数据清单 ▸
════════════════════
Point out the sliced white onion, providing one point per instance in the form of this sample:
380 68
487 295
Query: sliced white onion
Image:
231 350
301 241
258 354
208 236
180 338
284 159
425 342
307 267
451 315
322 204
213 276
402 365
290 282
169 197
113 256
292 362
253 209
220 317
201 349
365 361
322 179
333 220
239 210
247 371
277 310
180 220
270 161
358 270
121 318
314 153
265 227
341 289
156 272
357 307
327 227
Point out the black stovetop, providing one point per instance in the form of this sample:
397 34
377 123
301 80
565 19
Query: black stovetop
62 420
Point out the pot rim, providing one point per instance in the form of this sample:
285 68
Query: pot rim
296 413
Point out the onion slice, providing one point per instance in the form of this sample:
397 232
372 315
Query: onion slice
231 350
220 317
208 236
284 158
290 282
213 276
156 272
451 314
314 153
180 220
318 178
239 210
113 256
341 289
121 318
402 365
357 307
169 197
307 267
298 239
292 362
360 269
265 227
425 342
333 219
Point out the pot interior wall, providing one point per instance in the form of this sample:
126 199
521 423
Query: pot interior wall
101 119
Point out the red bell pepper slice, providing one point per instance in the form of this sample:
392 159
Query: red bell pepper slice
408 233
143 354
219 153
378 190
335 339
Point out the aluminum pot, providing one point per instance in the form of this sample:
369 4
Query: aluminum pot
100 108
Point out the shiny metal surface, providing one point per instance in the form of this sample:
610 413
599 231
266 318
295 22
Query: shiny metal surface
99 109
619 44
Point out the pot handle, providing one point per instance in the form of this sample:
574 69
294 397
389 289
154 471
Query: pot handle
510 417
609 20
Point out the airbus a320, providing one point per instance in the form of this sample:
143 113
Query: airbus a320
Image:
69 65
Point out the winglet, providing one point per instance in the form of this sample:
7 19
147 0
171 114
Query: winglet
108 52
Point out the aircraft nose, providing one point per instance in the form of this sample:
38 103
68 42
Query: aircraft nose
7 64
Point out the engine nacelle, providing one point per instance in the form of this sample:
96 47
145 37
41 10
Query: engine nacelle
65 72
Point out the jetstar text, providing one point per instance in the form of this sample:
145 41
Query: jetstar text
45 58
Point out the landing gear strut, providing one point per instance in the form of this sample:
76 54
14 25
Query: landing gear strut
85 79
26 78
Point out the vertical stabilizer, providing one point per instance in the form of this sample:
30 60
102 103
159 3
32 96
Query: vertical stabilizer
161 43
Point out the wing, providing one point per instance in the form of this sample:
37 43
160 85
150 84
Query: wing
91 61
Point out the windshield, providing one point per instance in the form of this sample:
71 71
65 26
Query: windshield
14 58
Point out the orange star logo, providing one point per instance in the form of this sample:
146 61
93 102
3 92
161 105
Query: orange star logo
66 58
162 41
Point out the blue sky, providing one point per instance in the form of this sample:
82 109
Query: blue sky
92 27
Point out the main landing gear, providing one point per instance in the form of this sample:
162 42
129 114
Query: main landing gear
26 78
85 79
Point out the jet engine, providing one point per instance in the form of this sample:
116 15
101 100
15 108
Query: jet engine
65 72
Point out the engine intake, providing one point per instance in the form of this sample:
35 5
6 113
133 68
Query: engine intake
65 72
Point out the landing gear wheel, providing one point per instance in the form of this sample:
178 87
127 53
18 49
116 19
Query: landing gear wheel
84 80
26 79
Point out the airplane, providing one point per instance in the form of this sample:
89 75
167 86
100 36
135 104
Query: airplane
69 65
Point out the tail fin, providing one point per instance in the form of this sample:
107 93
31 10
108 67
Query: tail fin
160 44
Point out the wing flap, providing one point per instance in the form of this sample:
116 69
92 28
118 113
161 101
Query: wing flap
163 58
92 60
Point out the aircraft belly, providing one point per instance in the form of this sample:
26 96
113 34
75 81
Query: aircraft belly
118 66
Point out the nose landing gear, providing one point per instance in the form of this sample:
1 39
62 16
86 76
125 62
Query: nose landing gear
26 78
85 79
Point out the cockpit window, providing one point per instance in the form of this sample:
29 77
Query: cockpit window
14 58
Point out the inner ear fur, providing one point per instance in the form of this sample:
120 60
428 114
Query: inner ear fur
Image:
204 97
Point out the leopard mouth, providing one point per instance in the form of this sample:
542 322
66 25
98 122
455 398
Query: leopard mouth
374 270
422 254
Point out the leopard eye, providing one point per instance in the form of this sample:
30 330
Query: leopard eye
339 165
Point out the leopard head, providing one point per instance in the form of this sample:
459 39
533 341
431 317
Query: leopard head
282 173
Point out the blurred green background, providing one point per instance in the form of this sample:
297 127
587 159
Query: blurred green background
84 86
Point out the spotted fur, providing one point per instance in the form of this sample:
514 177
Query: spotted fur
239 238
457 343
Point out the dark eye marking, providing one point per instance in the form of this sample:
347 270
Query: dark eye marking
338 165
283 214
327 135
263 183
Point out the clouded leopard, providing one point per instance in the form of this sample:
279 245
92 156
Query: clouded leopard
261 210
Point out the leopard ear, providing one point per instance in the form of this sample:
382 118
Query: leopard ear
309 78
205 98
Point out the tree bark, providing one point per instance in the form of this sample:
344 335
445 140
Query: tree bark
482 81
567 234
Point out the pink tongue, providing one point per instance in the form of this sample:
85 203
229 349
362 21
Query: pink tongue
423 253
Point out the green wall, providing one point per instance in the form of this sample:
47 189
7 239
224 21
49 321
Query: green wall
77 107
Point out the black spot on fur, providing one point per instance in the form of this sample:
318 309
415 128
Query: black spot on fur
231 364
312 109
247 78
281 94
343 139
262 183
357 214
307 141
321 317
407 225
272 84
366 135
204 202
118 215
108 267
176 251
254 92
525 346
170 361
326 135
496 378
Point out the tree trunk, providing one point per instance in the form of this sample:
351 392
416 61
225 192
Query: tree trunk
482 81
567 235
════════════════════
任务说明 ▸
能否把数据清单中从含有"Point out the black spot"的那一行到清单末尾的全部行重新写一遍（首尾两行都包括在内），将作答坐标里的每个数值都平移加上 122，其余各行连同其中的数字一律保持原样？

参考答案 ▸
Point out the black spot on fur, providing one point per instance in the form of this sample:
318 309
415 128
Query: black spot on fur
353 486
434 231
369 200
403 216
465 261
384 305
479 336
429 263
443 439
529 347
394 206
488 257
326 324
240 337
230 389
298 373
376 214
647 468
292 483
448 257
618 500
Point out the tree trunk, providing one point per instance in the form of this sample:
351 392
416 61
225 192
Query: tree trunk
604 203
689 357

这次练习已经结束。